=== PROBLEMS AND TASKS ===
A – Please copy the passage of the travel forum thread that begins at the words "## The Real" and stops after the words "expensive for me.".
B – In the travel forum thread, how long did Raverrevolution spend in Japan on the first visit?

=== PAGE EXCERPT ===
▼

Sri Lanka (Galle, Colombo,  and a small village between Bentota and Colombo)


----------



## Issac (Feb 26, 2019)

It depends on how you count it.

I've been to:
Spain (Or Catalonia if you ask them, in Barcelona)
Germany (Cologne, met an online friend and saw one of my favourite bands from Japan play live)

I've also gone on a few boat rides to Åland (technically Finland), and also stayed there for a few days on a school trip back in sixth grade. 

But that's it


----------



## The Real Jdbye (Feb 26, 2019)

Raverrevolution said:


> Just booked 2 weeks in Japan this coming fall.  I've already been there once for 8 days, but this time I'm seeing Osaka and Kyoto as well.
> 
> Heh, questions for anyone who's been there.  Is there more to do in Osaka or Kyoto and would it be more worth it to stay in Osaka and just take day trips on the train to Kyoto to see things?


I'm jealous. Hope I get to go there some day, I've always wanted to but it's too expensive for me.


----------



## renjiVII (Feb 26, 2019)

mariopepper said:


> did you like there?

▲

=== PROVIDED INFORMATION ===

▼

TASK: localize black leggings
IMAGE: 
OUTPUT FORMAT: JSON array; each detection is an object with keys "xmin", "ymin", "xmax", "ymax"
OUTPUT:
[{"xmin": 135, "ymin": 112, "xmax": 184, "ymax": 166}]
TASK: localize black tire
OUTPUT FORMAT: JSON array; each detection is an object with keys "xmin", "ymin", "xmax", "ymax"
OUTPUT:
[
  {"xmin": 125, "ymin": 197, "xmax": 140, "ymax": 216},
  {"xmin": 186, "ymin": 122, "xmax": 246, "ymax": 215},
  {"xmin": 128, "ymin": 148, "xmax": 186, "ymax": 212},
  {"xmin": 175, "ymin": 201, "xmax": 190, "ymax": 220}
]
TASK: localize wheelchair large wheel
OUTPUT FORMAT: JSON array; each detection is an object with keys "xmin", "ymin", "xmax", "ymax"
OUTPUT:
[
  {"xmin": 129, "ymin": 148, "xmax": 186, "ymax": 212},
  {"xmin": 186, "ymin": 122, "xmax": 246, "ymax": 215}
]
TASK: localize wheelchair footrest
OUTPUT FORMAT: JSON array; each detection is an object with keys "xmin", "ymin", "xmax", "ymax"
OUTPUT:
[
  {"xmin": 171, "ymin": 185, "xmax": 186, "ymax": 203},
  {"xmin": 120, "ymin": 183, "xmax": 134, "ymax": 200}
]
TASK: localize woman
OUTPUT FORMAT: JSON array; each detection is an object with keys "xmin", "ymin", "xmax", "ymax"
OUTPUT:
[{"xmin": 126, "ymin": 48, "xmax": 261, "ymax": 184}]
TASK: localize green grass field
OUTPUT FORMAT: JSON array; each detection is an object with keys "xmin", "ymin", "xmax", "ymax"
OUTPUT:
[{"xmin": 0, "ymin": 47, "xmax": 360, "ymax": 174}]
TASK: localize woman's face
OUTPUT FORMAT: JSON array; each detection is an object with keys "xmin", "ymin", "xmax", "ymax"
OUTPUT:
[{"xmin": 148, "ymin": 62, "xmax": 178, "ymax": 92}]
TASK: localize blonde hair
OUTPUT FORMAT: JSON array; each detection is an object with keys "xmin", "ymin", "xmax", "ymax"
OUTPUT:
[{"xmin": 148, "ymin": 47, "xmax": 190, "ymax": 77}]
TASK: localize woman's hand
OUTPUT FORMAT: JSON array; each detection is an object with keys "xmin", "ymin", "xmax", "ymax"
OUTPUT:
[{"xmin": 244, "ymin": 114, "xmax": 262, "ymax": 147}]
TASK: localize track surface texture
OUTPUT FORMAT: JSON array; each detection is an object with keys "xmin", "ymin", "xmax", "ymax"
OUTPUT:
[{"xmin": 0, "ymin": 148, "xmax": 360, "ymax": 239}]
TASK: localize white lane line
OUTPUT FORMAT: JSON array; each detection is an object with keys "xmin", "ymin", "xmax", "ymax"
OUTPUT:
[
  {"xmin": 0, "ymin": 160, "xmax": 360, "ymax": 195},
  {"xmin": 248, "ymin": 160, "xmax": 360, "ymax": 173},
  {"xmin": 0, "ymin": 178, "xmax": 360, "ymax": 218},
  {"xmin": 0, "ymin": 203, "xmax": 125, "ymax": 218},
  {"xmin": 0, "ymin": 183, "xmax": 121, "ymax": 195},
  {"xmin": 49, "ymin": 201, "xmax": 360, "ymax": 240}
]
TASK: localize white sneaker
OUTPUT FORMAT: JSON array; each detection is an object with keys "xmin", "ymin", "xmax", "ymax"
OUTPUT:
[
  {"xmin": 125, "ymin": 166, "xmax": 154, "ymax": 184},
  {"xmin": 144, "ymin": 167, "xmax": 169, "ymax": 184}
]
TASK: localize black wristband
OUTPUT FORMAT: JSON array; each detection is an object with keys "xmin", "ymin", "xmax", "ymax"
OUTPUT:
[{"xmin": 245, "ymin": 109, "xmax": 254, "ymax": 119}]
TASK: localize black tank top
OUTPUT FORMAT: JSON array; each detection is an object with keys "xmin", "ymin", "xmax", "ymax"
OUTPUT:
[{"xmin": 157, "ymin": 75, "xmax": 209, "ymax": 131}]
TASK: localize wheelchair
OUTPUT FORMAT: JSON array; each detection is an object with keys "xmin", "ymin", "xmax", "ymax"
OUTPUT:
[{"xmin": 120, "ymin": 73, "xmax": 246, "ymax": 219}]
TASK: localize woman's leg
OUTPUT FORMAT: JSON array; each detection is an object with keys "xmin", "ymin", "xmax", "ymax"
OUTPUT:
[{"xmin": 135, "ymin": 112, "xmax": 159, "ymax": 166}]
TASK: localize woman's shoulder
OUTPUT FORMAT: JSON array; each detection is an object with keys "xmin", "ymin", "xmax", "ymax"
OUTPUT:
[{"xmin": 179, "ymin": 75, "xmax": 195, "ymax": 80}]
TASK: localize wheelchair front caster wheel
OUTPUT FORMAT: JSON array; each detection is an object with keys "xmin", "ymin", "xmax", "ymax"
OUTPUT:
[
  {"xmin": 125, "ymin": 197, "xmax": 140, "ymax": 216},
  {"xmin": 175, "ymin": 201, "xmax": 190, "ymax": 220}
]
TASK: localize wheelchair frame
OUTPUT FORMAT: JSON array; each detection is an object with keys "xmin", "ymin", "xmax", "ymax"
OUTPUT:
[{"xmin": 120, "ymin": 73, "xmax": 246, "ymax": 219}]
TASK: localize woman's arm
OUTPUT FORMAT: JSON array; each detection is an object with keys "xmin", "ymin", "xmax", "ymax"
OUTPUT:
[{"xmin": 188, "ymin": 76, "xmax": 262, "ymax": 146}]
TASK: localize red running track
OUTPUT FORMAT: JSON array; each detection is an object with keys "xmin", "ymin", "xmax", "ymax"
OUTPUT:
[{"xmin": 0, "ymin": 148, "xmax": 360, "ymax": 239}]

▲
▼

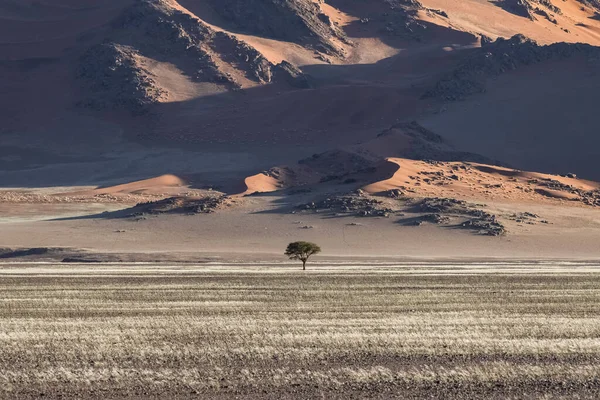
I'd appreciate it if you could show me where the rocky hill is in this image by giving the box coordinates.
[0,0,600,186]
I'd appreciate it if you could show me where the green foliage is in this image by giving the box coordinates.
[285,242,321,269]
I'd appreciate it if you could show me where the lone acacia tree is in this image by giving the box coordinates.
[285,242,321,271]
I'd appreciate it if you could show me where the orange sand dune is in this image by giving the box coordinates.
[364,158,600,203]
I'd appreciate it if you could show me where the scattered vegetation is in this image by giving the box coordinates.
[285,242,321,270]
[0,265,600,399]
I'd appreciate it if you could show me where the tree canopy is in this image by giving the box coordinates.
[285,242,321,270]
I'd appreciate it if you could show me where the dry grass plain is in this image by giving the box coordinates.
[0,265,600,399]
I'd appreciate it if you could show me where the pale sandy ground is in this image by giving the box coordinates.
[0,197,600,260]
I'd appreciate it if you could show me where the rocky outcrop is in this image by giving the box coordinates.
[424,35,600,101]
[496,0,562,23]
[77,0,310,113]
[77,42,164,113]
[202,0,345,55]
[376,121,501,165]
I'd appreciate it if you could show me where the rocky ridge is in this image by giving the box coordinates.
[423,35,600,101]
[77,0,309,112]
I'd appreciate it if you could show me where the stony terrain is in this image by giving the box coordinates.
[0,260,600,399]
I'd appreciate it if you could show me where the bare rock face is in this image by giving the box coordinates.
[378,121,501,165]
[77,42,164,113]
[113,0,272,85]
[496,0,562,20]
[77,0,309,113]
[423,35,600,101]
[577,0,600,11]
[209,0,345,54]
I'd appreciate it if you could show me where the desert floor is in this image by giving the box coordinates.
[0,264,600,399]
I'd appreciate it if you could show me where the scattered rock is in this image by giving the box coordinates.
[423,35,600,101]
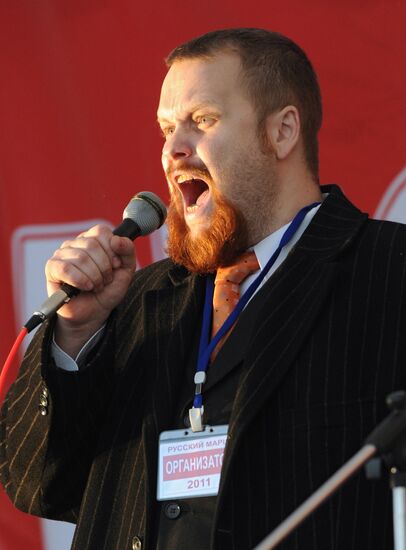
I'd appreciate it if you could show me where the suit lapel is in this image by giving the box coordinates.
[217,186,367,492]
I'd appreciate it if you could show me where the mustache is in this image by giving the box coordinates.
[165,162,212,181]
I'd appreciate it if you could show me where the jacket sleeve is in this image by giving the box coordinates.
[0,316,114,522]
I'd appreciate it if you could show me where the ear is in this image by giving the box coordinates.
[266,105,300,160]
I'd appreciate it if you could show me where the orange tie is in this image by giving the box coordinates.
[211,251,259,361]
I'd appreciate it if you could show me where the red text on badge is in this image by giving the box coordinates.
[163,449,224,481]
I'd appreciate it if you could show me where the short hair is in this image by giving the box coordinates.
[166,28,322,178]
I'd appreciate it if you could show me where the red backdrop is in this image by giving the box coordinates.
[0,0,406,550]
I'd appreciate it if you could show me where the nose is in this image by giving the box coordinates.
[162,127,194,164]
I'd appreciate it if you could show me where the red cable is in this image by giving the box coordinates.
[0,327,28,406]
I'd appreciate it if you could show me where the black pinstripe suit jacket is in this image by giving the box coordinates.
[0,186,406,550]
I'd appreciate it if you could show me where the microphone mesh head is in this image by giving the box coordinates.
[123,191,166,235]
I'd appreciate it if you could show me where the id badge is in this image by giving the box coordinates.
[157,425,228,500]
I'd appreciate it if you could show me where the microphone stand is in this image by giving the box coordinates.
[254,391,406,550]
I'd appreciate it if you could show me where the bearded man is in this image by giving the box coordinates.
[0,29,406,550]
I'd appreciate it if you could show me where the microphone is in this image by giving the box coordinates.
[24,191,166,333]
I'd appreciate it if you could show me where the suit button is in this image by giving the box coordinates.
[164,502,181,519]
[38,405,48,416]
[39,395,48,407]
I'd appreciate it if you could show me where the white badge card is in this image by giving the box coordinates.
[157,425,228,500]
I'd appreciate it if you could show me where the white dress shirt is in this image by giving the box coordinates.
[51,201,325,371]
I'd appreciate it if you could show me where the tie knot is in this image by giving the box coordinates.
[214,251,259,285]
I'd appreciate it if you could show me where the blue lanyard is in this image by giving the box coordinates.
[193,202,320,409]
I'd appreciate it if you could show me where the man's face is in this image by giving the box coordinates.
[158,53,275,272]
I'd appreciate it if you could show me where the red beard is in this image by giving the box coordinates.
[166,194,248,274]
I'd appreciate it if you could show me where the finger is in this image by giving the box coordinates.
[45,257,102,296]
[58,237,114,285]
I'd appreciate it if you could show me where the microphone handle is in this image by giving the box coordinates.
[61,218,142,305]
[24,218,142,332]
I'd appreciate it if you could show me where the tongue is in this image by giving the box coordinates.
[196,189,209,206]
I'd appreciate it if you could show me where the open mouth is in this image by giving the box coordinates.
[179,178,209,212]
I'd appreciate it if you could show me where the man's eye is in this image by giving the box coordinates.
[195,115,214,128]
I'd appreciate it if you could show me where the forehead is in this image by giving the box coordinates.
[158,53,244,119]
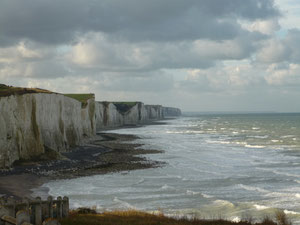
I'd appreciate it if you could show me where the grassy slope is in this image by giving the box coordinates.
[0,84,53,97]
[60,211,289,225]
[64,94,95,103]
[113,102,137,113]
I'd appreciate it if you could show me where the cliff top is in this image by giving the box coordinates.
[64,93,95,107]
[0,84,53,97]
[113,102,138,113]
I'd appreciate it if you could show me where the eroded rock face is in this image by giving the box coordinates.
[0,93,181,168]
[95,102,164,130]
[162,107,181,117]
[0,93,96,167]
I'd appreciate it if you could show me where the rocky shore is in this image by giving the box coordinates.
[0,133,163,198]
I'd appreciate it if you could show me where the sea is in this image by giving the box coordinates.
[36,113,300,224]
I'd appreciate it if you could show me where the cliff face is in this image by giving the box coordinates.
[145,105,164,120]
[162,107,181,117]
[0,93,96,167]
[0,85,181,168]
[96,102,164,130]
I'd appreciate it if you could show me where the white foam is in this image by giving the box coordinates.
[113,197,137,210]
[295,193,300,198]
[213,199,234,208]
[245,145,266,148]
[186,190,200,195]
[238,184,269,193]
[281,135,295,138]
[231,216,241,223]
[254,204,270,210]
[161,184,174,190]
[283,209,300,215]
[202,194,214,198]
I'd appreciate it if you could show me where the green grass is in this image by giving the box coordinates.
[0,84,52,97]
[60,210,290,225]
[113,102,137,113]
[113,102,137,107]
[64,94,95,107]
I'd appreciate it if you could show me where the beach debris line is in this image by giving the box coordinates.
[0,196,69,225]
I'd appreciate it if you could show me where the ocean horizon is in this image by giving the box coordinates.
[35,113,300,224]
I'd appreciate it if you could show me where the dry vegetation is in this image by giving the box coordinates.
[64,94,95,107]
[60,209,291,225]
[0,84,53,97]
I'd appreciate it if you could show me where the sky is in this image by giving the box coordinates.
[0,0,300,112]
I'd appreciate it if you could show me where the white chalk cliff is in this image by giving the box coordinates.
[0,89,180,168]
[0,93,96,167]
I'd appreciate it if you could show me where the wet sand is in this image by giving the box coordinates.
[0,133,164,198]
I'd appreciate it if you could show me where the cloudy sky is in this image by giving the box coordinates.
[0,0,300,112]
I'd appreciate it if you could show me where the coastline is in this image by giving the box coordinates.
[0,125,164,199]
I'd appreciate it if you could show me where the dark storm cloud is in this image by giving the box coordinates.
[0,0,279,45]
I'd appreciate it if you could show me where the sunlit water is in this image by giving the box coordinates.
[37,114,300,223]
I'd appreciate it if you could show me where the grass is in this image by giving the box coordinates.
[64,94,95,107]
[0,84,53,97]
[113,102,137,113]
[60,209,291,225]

▲

=== RESULTS ===
A –
## The Real Jdbye (Feb 26, 2019)

Raverrevolution said:


> Just booked 2 weeks in Japan this coming fall.  I've already been there once for 8 days, but this time I'm seeing Osaka and Kyoto as well.
> 
> Heh, questions for anyone who's been there.  Is there more to do in Osaka or Kyoto and would it be more worth it to stay in Osaka and just take day trips on the train to Kyoto to see things?


I'm jealous. Hope I get to go there some day, I've always wanted to but it's too expensive for me.

B – 8 days.